Written exercise:
Could you update the data below so that every "Object detection annotation" becomes "Bounding box annotation", with nothing else changed and the pictures left out?

Dataset:

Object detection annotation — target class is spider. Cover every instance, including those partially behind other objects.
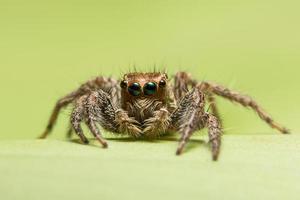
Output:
[40,72,289,160]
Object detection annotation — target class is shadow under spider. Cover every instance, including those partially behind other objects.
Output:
[69,135,209,155]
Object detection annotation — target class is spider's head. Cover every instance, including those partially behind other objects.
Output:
[120,72,168,101]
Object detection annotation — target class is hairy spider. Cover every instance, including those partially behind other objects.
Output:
[40,72,288,160]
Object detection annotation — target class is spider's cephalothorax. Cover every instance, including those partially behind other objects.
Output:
[41,72,288,160]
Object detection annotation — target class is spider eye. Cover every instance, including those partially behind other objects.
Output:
[120,80,127,89]
[144,82,156,95]
[159,79,167,88]
[128,83,141,96]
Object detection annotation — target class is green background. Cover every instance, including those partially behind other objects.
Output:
[0,0,300,200]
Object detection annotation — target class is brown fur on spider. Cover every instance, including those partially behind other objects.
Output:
[40,72,288,160]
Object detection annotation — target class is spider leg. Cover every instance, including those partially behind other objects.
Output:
[71,96,89,144]
[197,82,289,133]
[143,108,170,138]
[171,88,222,160]
[173,72,197,100]
[39,91,81,138]
[206,114,222,160]
[171,88,205,155]
[66,124,73,138]
[72,89,141,148]
[173,72,221,126]
[207,94,223,127]
[39,76,120,138]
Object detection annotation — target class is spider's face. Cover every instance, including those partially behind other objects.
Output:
[120,72,168,100]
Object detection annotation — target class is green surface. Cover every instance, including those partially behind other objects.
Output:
[0,135,300,200]
[0,0,300,200]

The solution:
Bounding box annotation — target class is spider. Cover every instance, including those partially behind other objects.
Output:
[40,72,289,160]
Bounding box annotation — target class is shadow under spider. Cover every instance, including those partially behind other objects.
Output:
[69,135,209,155]
Bounding box annotation — target class is spider's head. Cover every instance, including those partially behind other objects.
Output:
[120,72,168,101]
Bounding box annotation — target class is hairy spider. Cover every instance, including those partially behind other objects.
Output:
[40,72,288,160]
Bounding box annotation — target class is spider's cephalothorax. Cover every instance, including those partially behind other objects.
Output:
[41,72,288,160]
Bounding box annotation — target class is spider eye. Cover every instance, including those partially behind other objects.
Output:
[120,80,127,89]
[144,82,156,95]
[159,79,167,88]
[128,83,141,96]
Bounding box annotation — target class is green background. Cover every instance, including those partially behind other objects.
Output:
[0,0,300,200]
Bounding box annotation — target class is brown fur on spider. Cover every instance, including those partially behind other objects.
Output:
[40,72,288,160]
Bounding box annotation — target class is spider leg. Cover every instance, including those partially behind other objects.
Output:
[71,96,89,144]
[197,82,289,133]
[143,108,170,138]
[171,88,222,160]
[173,72,197,100]
[39,91,81,138]
[206,114,222,160]
[171,88,205,155]
[66,124,73,138]
[72,89,141,148]
[173,72,221,126]
[207,94,223,127]
[39,76,120,138]
Bounding box annotation — target class is spider's face. Cover every instance, including those partially behind other objects.
Output:
[120,72,168,100]
Bounding box annotation — target class is green surface. Cover every instance, including those partially behind other objects.
Output:
[0,135,300,200]
[0,0,300,200]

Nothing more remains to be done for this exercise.